A pupil of the legendary Josef Hofmann at the Curtis Institute in Philadelphia, Cherkassky made his concert debut in Baltimore at the age of eleven, touring Australia and South Africa in 1925, and thereafter building up what was almost an obsession for foreign travel as he satisfied an incessant demand for festival appearances, solo and concerto recitals. He moved to California in the 1940s, appearing at the Hollywood Bowl with Sir John Barbirolli and Leopold Stokowski, and after the war, he developed his second, European career, scoring an outstanding success in Hamburg in 1946 and in London, following his acclaimed Wigmore Hall recital in March 1957.
Although he had an enormous repertoire stretching from Bach to Berio, the highpoints of Cherkassky’s career for many remain his interpretations of the concertos of fellow Russian composers like Tchaikovsky and Rachmaninov, and he is now classed alongside Horowitz and Rubinstein as a legendary and sensitive re-interpreter of the nineteenth-century Romantic repertory.
Cherkassky’s phenomenal virtuosity, colour range, imagination and spontaneity made him the ideal Chopin interpreter, though he never commercially recorded the two Chopin Concertos, so this is an important addition to his CD discography.
These live performances from the 1980s present Cherkassky at his most spontaneous and charismatic. As Robert Orledge has written in his booklet notes, “but if purists may now view some of his interpretations as idiosyncratic, there is still no denying that we are in the presence of a first-rate musician who understood better than many pianists what Chopin’s harmony and voice-leading were about, and who could make what are early works sound like monuments to his mature genius.” Superbly remastered in excellent stereo sound.
§
Required work:
A. Answer these questions from the Cherkassky text:
(i) How old was Cherkassky at his concert debut, and in which city did it take place?
(ii) In what year did he score an outstanding success in Hamburg?
(iii) Which Chopin works did he never record commercially?
B. Carry the Cherkassky text forward, starting after its final sentence.
The material after this point has nothing to do with the Cherkassky text.

Listed records:
§
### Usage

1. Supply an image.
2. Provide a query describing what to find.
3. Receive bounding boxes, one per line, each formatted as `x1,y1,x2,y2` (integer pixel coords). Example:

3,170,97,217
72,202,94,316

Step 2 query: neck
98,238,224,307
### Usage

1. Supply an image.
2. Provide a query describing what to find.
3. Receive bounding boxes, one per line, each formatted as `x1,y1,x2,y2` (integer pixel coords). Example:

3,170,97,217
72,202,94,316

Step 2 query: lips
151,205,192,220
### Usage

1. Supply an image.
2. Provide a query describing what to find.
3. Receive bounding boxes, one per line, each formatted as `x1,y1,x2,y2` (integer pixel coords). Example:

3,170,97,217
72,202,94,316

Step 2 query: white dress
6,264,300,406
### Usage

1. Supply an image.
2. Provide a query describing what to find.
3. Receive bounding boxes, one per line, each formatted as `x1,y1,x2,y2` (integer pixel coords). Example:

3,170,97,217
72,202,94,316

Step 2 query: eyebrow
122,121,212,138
§
Expected results:
A.
(i) He was eleven, and the debut was in Baltimore.
(ii) 1946.
(iii) The two Chopin Concertos.

B.
Fryderyk Chopin: Piano Concerto No. 1 in E minor, Op. 11
I. Allegro maestoso
II. Romanza: Larghetto
III. Rondo: Vivace
Fryderyk Chopin: Piano Concerto No. 2 in F minor, Op. 21
I. Maestoso
II. Larghetto
III. Allegro vivace
March 2013
“Maddening or enchanting - Cherkassky could veer from one to the other...And here, in performances dating from 1981 and 1983, when Cherkassky was in his seventies, there is a characteristic if extreme example of failure and success...An odd mix, then, but more than worth it for the Second Concerto.”
10th May 2013
“Cherkassky’s reputation as an iconoclast and individualist meant that accompanying him in concertos could be fraught with danger. This disc shows both sides of the Cherkassky coin...For Cherkassky collectors, though, this is clearly a valuable, albeit uneven, acquisition.”